Rewrite every line of all the rows below as a Markdown table with the columns No and Line, numbering the lines in order. Skip blank lines and leave out the pictures.

— Start ITEMS —

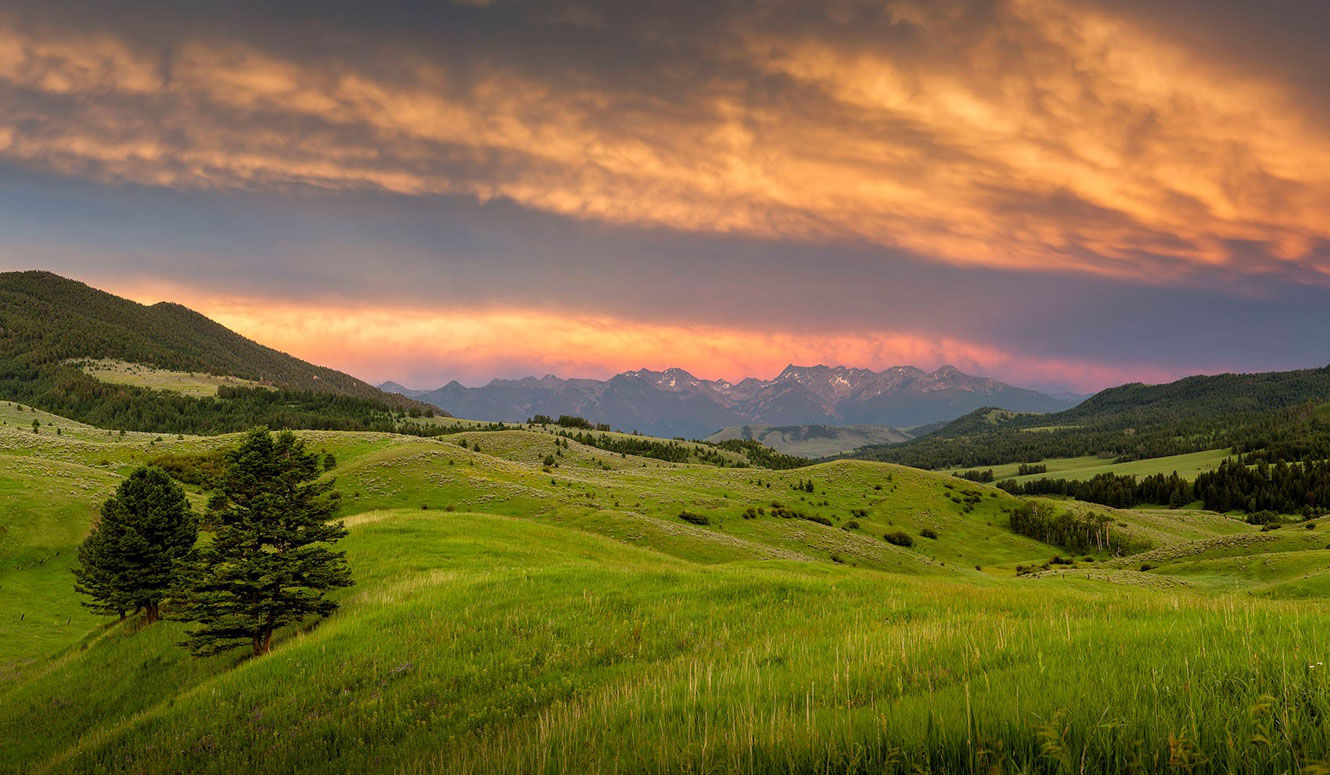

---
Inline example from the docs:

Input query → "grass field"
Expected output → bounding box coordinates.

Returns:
[952,449,1233,481]
[74,359,271,397]
[0,407,1330,772]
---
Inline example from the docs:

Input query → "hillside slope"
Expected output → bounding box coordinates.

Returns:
[0,422,1330,774]
[853,367,1330,468]
[0,271,423,431]
[705,425,914,459]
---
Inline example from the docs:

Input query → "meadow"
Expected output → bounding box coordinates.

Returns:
[951,448,1233,481]
[0,396,1330,772]
[74,358,271,397]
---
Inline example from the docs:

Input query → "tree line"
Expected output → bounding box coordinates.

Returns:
[998,472,1196,509]
[1011,501,1148,554]
[1196,460,1330,517]
[74,429,351,655]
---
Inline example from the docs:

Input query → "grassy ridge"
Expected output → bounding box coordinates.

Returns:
[952,449,1233,481]
[0,510,1330,772]
[0,407,1330,772]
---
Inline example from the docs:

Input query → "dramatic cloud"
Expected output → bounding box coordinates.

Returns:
[0,0,1330,389]
[114,287,1177,391]
[0,0,1330,282]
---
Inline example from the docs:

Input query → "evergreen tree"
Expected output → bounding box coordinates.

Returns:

— End ITEMS —

— ANSWER FOR THIS EXERCISE —
| No | Line |
|---|---|
| 1 | --- |
| 2 | Inline example from the docs: |
| 3 | Input query → "grass field" |
| 4 | Expected output → bounding box coordinates. |
| 5 | Returns: |
| 6 | [952,449,1233,481] |
| 7 | [74,359,271,397] |
| 8 | [0,407,1330,772] |
| 9 | --- |
| 10 | Inline example from the docs: |
| 11 | Input query → "hillside slope" |
| 12 | Expected output → bounding box coordinates. |
| 13 | Returns: |
| 14 | [0,422,1330,774] |
| 15 | [853,367,1330,468] |
| 16 | [0,271,423,431] |
| 17 | [705,425,914,459] |
| 18 | --- |
| 19 | Inline example from the docs: |
| 20 | Input query → "meadow" |
| 21 | Expected output → bounding box coordinates. |
| 22 | Returns: |
| 23 | [951,448,1233,481] |
| 24 | [0,396,1330,772] |
| 25 | [74,358,271,397] |
| 26 | --- |
| 27 | Inline example from the docs: |
| 28 | Input query → "tree line" |
| 29 | Expected output → bounding box coordinates. |
| 30 | Returns: |
| 31 | [998,472,1196,509] |
| 32 | [1011,501,1148,554] |
| 33 | [1196,460,1330,517] |
| 34 | [74,429,351,655] |
| 35 | --- |
| 36 | Inline example from the docs: |
| 37 | Input query → "grassy ridge" |
| 38 | Expected output → bounding box coordinates. |
| 39 | Returns: |
| 40 | [952,449,1233,481] |
| 41 | [0,510,1330,772] |
| 42 | [0,407,1330,772] |
| 43 | --- |
| 44 | Inline example from the docs: |
| 45 | Input query → "dramatic cloud" |
| 46 | Expected output → bounding box coordinates. |
| 47 | Returns: |
| 48 | [0,0,1330,389] |
| 49 | [114,287,1177,391] |
| 50 | [0,0,1330,282] |
| 51 | --- |
| 52 | Inline example from the docs: |
| 53 | Input query → "evergreen tree" |
| 54 | Expected output → bounding box coordinates. |
| 55 | Returns: |